__Prompt A__
Reproduce the passage of the single-payer health care piece starting with "A single-payer health" and going on through "Medicare patients receive.".
__Prompt B__
Write the next part of the single-payer health care piece, picking up after its last sentence.

__Text shown__
By Howard Waitzkin
Taos News
Thursday, 18 July 2009
First I congratulate Justin Bailey, Erich Kuerschner, and all other people in the Taos area who are working hard to reform our health care system.
Although I support these efforts, I want to clarify what single-payer health care is and is not. In their articles, both Bailey and Kuerschner argued on behalf of a single-payer system but did not address several of its key features.
A single-payer health program basically would extend Medicare to the entire population. Although Medicare is not without problems, people over 65 years of age widely support the system and express satisfaction with it.
Under Medicare, the government occupies a very small role. The government collects payments from workers and employers and then distributes funds to health care providers for the services that Medicare patients receive.
Because it is such a simple system, the administrative costs under Medicare average between 3 and 5 percent, according to most studies. This small percentage means that the vast majority of Medicare expenditures pay for clinical services as opposed to administrative expenses.
On the other hand, private insurance generally shows administrative expenses between 20 and 30 percent. This much larger percentage means that about one quarter of every dollar spent on health care goes for administrative costs.
Many of these expenditures pay for activities such as billing, denial of claims, supervision of co-payments and deductibles, scrutiny of pre-existing conditions that disqualify people from care, and exorbitant salaries for executives (in many cases totaling between $10 and 20 million per year).
A single-payer national health program would achieve universal access to care by drastically reducing administrative waste. Because private insurance companies no longer could spend money keeping people out of the system, all of us would receive the care that we need without co-payments, deductibles, or other expenses at the point of service.
Under a single-payer system, the average family and the average business would spend the same or less than they currently spend on medical expenses.
Unfortunately, the Obama Administration and many of our Congressional representatives do not support the single-payer proposal, even though national polls consistently show that the majority of people in our country favor this approach.

__Data section__
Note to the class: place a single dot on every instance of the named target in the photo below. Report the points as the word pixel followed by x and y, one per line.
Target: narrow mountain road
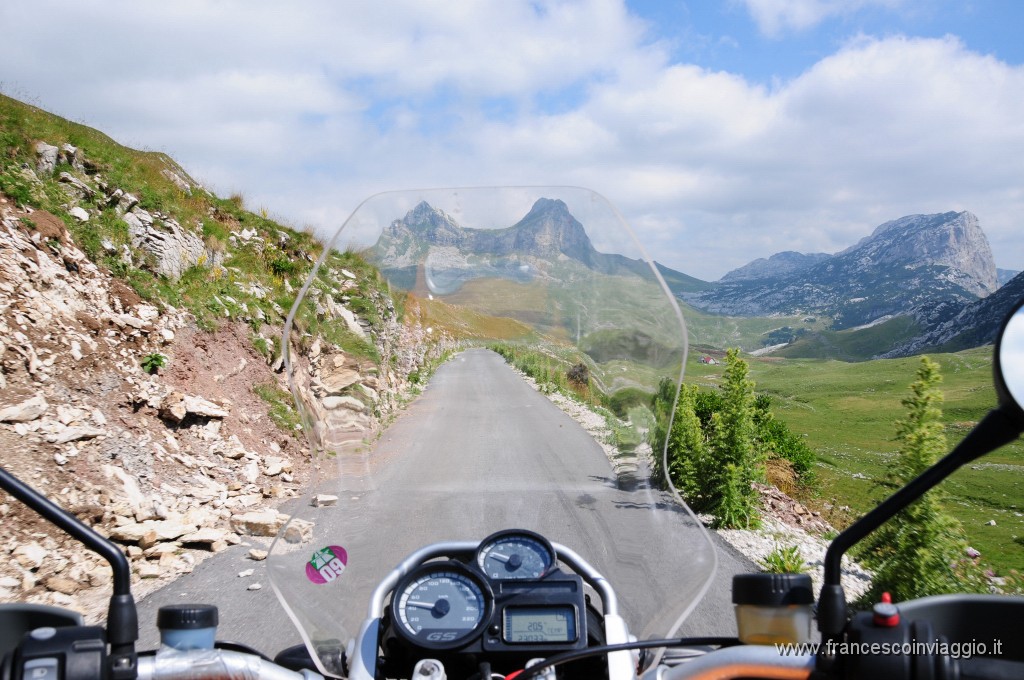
pixel 477 452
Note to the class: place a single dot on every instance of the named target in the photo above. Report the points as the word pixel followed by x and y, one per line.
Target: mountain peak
pixel 904 263
pixel 952 240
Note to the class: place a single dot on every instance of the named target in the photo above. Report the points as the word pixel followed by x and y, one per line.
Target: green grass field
pixel 846 412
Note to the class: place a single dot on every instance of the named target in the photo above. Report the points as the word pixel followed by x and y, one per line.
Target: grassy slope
pixel 853 345
pixel 747 333
pixel 846 412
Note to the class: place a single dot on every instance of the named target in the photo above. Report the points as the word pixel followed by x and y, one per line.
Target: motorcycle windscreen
pixel 519 372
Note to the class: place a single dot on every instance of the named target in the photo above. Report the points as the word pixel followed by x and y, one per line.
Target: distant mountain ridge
pixel 549 231
pixel 779 264
pixel 905 263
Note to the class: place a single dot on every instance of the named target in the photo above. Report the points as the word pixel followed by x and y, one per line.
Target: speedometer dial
pixel 440 605
pixel 515 554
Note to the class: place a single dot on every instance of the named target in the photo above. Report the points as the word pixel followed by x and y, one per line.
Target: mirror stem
pixel 996 429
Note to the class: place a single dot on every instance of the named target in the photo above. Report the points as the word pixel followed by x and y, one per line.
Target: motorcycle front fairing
pixel 504 283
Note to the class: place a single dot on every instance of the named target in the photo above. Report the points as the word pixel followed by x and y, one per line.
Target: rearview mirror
pixel 1010 362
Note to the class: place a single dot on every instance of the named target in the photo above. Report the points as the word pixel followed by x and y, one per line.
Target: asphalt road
pixel 477 452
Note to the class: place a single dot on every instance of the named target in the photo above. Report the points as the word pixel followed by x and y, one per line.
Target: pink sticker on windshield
pixel 327 564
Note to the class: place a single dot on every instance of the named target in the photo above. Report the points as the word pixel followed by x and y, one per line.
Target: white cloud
pixel 309 110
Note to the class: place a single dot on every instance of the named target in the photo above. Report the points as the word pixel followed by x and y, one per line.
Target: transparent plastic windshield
pixel 499 372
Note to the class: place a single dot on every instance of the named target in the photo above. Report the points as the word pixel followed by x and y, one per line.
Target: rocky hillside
pixel 907 263
pixel 973 325
pixel 140 371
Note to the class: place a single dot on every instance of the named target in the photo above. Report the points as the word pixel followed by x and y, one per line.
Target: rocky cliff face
pixel 779 264
pixel 165 435
pixel 966 326
pixel 953 241
pixel 904 264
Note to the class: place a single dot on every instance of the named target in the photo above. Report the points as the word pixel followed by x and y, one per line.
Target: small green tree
pixel 923 550
pixel 688 462
pixel 733 443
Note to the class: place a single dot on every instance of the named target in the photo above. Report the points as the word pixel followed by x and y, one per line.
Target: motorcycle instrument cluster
pixel 508 598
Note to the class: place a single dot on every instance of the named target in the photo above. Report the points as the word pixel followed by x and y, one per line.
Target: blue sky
pixel 724 131
pixel 780 41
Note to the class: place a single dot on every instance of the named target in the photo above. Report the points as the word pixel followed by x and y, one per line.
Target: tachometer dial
pixel 515 554
pixel 440 605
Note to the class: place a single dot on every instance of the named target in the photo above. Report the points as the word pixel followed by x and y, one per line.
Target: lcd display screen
pixel 539 625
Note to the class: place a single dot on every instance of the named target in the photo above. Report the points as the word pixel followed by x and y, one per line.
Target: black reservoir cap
pixel 772 590
pixel 186 617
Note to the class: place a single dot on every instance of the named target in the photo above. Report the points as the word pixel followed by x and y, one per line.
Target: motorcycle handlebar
pixel 214 665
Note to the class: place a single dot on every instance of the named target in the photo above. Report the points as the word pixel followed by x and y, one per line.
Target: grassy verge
pixel 845 412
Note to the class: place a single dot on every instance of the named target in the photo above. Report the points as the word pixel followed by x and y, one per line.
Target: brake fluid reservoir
pixel 773 607
pixel 187 626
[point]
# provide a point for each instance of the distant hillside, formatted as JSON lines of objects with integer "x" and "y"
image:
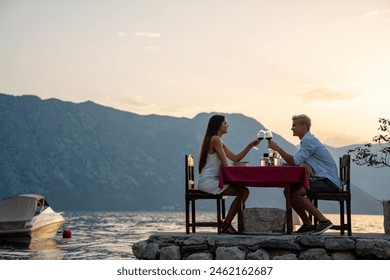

__Written response A__
A single-payer health program basically would extend Medicare to the entire population. Although Medicare is not without problems, people over 65 years of age widely support the system and express satisfaction with it.
Under Medicare, the government occupies a very small role. The government collects payments from workers and employers and then distributes funds to health care providers for the services that Medicare patients receive.

__Written response B__
The Obama administration has proposed a “mixed approach,” which includes a “public option,” organized along the lines of a single-payer system. However, the overall national health program would include the current private insurance industry and would therefore maintain a much higher level of administrative costs than a single payer approach.
Because the mixed approach will achieve much less savings by reducing administrative waste, the projected costs of the system have become prohibitive. Concern about these high costs has become the focus of the current debate in Congress.
On the other hand, there are two important bills in Congress that would achieve a single-payer system. In the House of Representatives, the bill is HR676, introduced by Rep. John Conyers and cosponsored currently by 85 other representatives. Sen. Bernard Sanders recently introduced a similar bill, S703, in the Senate.
These bills deserve our support because they truly would achieve a single-payer national health program that would guarantee universal access for all of us.
It is wonderful to realize that our own Rep. Ben Ray Lujan became a cosponsor of HR676 shortly after he entered Congress in early 2009.
Carlos Cisneros and Roberto (Bobby) Gonzales have introduced similar single payer legislation in the New Mexico Legislature.
Although Sen. Tom Udall did cosponsor single-payer legislation in previous sessions of Congress, he has not yet cosponsored 5703 since he entered the Senate this year.
Sen. Jeff Bingaman has not cosponsored S703, even though he generally supports improved access to health care.
President Obama consistently has argued that it is important to preserve the for-profit private insurance industry as part of his proposal – with even more tax subsidies for the industry. The Obama proposal essentially will compel families and individuals to buy insurance, from either the private industry or the government, with the poor assisted through a means-testing approach with huge administrative costs.
The mixed private and public approach has failed to achieve universal coverage in multiple states (most recently Massachusetts) and countries.
Let’s focus our attention and organizing on the real single¬ payer approach, which is the only way to avoid the failure to achieve universal health care which has plagued us for so many years.
As Winston Churchill said, “Americans will always do the right thing – after they’ve tried every other option.”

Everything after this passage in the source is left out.